**SUPPLIED PASSAGE**

* * * *

8.4 Annual program reservations are to be drawn-down in four equal quarterly instalments, unless otherwise agreed by Kingston Estate Wines. If, at the end of each quarter the Customer has not drawn-down the full quarterly reservation Kingston Estate Wines may reduce the total reservation volume by the unused quarterly volume. Kingston Estate Wines will advise the Customer in writing if there is any such change to the total reservation volume and re-confirm the remaining reservation. The remaining volume in the last quarter must be drawn by June 30th for Whites/Roses and August 31st for Reds.
8.5 Where a reservation is made for less than a full year’s supply, the reservation is to be drawn-down by the Customer equally over the remaining quarters and the entire volume is to be drawn by June 30th for Whites/Roses and August 31st for Reds, unless otherwise agreed.
8.6 The Customer must draw-down the total volume of wine detailed. Wine not drawn-down by the end of the last quarter may be invoiced to the Customer for payment along with a storage fee of AU$0.015/L per month or part thereof until the wine is dispatched in full.
8.7 In consultation with the Buyer, Kingston Estate Wines reserves the right to supply the subsequent vintage of wine pending drawdown timing. This will be supplied at the same terms and conditions as the original vintage.
8.8 Kingston Estate Wines will over-blend a Product on reservation if deemed necessary to maintain its condition during the full term of its draw-down. Before an over-blend is undertaken, Kingston Estate Wines will advise the Customer and provide indicative samples for approval. Kingston Estate Wines will endeavour to closely match the original wine technical specifications.

* * * *

Segmentation labeling entries:
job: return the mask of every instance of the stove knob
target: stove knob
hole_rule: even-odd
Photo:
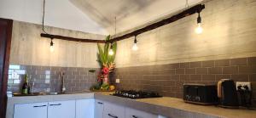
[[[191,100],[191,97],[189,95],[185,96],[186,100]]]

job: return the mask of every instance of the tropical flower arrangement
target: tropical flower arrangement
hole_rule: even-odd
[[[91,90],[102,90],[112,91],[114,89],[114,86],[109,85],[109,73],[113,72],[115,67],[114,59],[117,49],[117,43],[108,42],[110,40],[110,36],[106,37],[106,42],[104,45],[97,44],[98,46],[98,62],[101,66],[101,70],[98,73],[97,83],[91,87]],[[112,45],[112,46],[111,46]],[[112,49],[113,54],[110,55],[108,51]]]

* * * *

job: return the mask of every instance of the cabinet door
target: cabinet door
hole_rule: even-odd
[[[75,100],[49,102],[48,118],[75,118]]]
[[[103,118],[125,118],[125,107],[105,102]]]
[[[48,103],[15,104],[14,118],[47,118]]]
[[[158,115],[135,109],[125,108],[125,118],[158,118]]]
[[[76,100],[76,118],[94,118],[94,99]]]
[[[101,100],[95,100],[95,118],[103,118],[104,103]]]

* * * *

**WORK INSTRUCTIONS**
- 1) List every clause number that appears in the wine reservation terms.
- 2) Carry on the wine reservation terms past their final sentence.

**EXERCISE RESPONSES**
- 1) 8.4, 8.5, 8.6, 8.7, 8.8

- 2)
9. Bulk Containers
9.1 Containers with flexi-bladders fitted are to be provided by the Customer (including acquisition, mounting and fitment) for collection by Kingston Estate Wines in Adelaide.
9.2 Kingston Estate Wines will only fill food grade flexi-bladders which have been tested and approved by Kingston Estate Wines. Kingston Estate Wines will advise the Customer if, in Kingston Estate Wines’ opinion, the flexi-bladder has not been correctly mounted or the container is not in a clean and sound condition. Kingston Estate Wines is not obliged to use unacceptable flexi-bladders or containers to store or transport wine, and will not be responsible for any associated delay, failure to deliver or other costs.
9.3 Kingston Estate Wines will filter the wine as it is transferred into the flexitank using 0.45 micron absolute filter media. The flexitank will be filled to a minimum of 24,000 litres and Kingston Estate Wines will invoice based on the nominal fill of 24,000L.
9.4 ISO/steel tanks may be provided by the Customer; however, these will incur a surcharge of AU$0.03 per litre. This charge relates to extra cellar and freight costs incurred. Kingston Estate Wines will invoice the Customer based on the calibrated volume of the ISO/steel tank filled.
9.5 Containers are to be available for collection by Kingston Estate Wines at least 5 business days prior to the sea freight vessel’s cut-off date. In the event that flexitanks are not available within this timeframe, the shipment will be deferred to the next available sea freight vessel departure. In the event that flexitanks need to be filled and returned to the wharf within 5 business days, a AU$400.00 fee (per container) will be invoiced to the Customer. This charge relates to the extra costs incurred in collecting and/or returning containers without a backload.
9.6 All wine must be received into an unloading tank at the destination within 10 weeks of the sea vessel sailing date from Australia. Kingston Estate Wines will bear no responsibility or liability in relation to wines that exhibit re-fermentation characteristics where the fault is not identified until unloading and where the transit time to unloading exceeds 10 weeks from vessel sailing date in Australia.
10. Freight Forwarder
10.1 The Customer is to advise Kingston Estate Wines of their freight forwarder at the time of order placement.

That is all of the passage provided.